EXERCISE: Go through the material below, count the lines with the word "wrist", and reply with the count alone.

***

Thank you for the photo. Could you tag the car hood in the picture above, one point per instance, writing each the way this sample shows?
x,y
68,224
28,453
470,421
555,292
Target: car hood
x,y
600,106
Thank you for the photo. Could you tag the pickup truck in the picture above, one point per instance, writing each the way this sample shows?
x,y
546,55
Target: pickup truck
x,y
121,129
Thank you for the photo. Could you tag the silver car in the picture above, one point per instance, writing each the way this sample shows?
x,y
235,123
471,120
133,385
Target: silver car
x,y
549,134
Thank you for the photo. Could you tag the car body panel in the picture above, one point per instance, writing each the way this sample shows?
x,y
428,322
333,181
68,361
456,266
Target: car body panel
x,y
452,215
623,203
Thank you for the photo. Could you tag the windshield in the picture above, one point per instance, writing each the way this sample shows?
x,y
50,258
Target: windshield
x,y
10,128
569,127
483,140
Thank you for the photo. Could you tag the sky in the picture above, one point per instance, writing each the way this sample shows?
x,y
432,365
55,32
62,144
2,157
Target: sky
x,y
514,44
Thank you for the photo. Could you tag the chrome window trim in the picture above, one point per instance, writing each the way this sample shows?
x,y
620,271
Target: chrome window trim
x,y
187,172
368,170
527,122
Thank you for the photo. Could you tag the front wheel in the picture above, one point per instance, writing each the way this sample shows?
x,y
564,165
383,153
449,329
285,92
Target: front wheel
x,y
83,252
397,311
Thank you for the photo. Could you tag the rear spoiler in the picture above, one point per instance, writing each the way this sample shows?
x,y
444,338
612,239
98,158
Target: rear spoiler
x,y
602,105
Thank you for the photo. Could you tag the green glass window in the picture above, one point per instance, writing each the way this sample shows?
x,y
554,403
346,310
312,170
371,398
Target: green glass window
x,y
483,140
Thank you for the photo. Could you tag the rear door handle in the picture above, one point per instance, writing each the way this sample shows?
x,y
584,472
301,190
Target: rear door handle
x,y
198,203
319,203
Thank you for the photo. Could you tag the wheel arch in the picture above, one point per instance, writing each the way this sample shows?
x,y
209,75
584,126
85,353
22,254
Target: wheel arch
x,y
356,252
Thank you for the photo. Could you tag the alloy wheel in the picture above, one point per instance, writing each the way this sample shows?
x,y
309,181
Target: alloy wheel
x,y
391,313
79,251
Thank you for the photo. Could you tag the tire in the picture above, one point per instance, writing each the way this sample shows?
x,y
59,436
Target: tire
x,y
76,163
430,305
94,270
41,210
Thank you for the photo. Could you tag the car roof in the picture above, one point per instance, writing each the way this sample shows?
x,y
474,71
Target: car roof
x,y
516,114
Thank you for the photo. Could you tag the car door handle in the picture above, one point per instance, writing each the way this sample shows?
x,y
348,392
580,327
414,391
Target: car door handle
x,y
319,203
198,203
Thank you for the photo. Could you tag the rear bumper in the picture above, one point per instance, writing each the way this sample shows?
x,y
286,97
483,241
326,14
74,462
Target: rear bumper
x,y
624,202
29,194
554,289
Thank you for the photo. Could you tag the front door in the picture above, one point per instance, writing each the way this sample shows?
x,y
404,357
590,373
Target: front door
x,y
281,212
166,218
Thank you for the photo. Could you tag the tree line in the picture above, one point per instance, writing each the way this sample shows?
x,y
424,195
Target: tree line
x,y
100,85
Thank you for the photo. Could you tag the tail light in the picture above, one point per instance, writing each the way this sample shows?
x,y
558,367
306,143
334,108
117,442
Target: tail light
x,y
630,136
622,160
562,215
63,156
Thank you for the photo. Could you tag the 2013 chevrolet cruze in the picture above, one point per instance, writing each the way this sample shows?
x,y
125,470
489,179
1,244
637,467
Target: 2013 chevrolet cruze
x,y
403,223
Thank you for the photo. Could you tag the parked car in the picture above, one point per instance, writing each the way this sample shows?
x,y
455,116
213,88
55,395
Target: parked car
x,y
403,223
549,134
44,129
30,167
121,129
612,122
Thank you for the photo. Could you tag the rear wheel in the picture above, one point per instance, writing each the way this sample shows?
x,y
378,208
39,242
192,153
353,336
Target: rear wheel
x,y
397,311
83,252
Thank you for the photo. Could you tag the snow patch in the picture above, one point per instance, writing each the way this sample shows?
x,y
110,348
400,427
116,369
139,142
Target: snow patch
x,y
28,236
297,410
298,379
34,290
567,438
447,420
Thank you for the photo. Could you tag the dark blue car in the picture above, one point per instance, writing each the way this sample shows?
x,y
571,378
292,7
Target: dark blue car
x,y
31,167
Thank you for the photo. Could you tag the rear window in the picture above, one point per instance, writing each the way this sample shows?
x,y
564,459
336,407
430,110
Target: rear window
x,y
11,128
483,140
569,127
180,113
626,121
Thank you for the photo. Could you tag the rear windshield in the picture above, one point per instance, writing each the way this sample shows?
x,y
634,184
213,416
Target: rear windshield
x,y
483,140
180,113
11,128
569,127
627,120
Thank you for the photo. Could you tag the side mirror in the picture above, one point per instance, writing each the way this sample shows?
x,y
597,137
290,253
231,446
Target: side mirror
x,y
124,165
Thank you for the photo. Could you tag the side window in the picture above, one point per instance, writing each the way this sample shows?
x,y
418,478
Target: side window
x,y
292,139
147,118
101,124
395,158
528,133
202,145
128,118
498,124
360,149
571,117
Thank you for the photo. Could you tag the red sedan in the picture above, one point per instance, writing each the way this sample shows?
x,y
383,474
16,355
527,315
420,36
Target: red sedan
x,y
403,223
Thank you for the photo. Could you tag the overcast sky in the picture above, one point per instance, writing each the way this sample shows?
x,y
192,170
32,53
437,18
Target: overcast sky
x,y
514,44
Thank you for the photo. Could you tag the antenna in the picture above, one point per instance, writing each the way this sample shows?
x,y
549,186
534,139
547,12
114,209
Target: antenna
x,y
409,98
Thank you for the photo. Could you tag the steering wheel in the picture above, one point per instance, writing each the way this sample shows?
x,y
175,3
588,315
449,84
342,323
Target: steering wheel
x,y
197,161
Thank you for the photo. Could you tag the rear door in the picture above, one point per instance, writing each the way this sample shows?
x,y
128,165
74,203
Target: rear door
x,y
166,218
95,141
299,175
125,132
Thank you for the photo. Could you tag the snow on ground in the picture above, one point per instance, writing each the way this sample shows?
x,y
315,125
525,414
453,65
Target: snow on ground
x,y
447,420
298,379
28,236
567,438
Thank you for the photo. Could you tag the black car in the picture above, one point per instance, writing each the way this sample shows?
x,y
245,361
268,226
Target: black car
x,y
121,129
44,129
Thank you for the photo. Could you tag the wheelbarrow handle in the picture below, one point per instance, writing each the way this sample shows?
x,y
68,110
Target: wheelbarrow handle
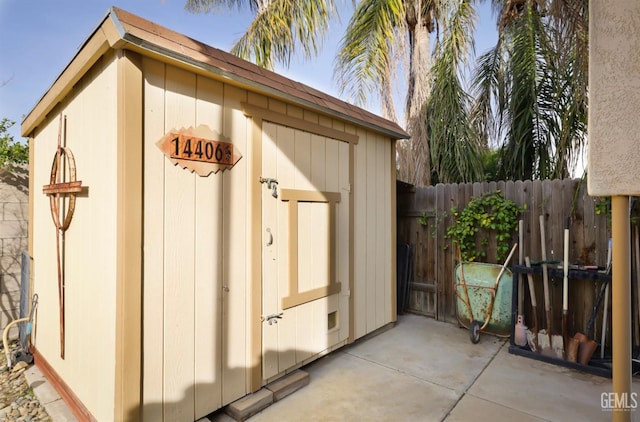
x,y
495,287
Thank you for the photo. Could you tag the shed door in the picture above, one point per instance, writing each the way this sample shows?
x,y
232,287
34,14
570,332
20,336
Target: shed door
x,y
305,252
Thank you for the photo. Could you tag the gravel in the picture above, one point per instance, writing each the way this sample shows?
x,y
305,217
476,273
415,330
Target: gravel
x,y
17,401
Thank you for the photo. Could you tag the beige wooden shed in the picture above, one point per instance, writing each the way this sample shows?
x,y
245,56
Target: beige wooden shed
x,y
206,226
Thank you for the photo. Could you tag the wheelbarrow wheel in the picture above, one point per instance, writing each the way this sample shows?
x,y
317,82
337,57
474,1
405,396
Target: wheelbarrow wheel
x,y
474,332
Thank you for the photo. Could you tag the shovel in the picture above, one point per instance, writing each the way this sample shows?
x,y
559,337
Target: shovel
x,y
565,284
520,334
532,334
549,345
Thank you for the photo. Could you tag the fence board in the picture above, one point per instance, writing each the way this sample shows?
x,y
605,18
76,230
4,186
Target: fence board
x,y
431,290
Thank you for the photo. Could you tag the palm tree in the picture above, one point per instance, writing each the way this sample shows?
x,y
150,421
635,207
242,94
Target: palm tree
x,y
456,150
531,89
381,35
280,29
529,93
378,36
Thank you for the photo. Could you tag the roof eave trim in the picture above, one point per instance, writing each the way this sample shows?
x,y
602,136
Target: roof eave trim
x,y
93,48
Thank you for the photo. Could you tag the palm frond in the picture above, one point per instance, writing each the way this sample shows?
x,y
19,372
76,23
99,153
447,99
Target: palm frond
x,y
283,28
455,150
364,55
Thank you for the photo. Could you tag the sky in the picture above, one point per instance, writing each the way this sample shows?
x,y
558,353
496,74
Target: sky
x,y
38,38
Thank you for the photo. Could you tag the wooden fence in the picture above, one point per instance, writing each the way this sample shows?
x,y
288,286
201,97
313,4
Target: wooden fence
x,y
431,286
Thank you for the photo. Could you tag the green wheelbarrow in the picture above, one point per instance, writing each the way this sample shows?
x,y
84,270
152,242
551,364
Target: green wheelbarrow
x,y
484,295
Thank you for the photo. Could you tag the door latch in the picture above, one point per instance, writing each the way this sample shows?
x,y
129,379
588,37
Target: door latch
x,y
271,184
273,318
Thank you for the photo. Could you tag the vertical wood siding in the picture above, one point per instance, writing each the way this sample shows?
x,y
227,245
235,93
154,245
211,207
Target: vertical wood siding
x,y
435,257
194,342
373,294
90,241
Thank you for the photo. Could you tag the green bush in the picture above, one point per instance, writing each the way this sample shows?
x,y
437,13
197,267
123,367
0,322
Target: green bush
x,y
492,213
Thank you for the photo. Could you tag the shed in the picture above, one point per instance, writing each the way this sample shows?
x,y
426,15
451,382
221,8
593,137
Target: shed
x,y
199,226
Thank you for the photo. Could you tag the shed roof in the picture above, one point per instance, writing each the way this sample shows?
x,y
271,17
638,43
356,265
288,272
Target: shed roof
x,y
121,29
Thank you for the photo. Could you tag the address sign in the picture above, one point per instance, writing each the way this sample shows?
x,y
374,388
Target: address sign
x,y
195,152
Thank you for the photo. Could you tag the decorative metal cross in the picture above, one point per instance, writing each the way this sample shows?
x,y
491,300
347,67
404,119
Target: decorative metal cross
x,y
58,190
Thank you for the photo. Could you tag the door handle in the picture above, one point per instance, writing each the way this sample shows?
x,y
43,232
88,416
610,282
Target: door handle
x,y
270,241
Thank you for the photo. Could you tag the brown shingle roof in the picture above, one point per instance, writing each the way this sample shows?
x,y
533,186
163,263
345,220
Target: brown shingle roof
x,y
148,35
121,29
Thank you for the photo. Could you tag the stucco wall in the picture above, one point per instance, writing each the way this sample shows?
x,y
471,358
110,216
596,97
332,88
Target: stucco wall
x,y
614,98
14,215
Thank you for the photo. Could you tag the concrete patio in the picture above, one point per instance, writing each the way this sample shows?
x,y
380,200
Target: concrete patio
x,y
425,370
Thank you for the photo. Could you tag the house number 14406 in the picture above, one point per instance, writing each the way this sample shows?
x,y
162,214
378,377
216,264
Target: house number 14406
x,y
198,149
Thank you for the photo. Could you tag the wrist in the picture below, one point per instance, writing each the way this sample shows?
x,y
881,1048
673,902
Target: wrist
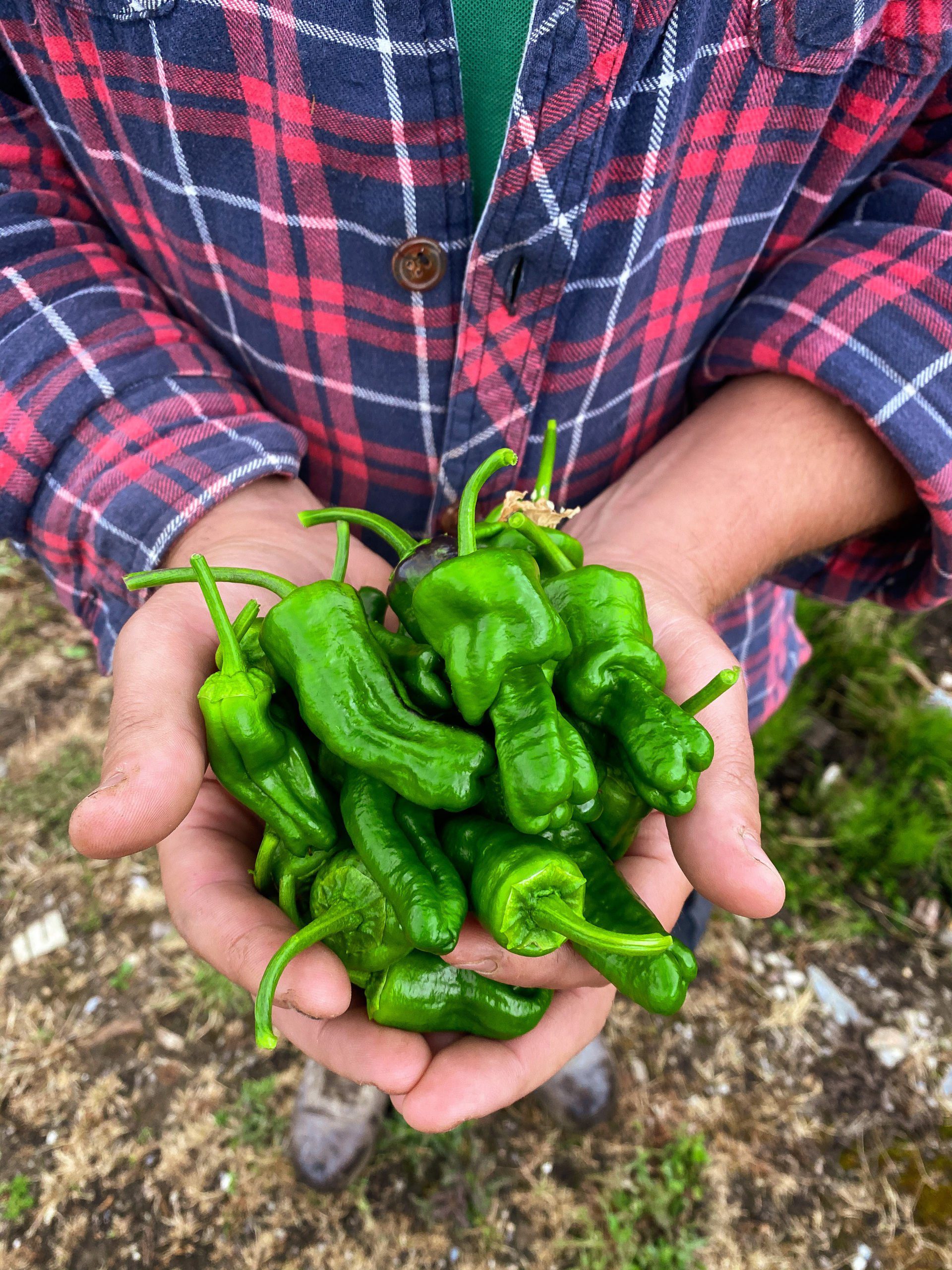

***

YOUR SOLUTION: 2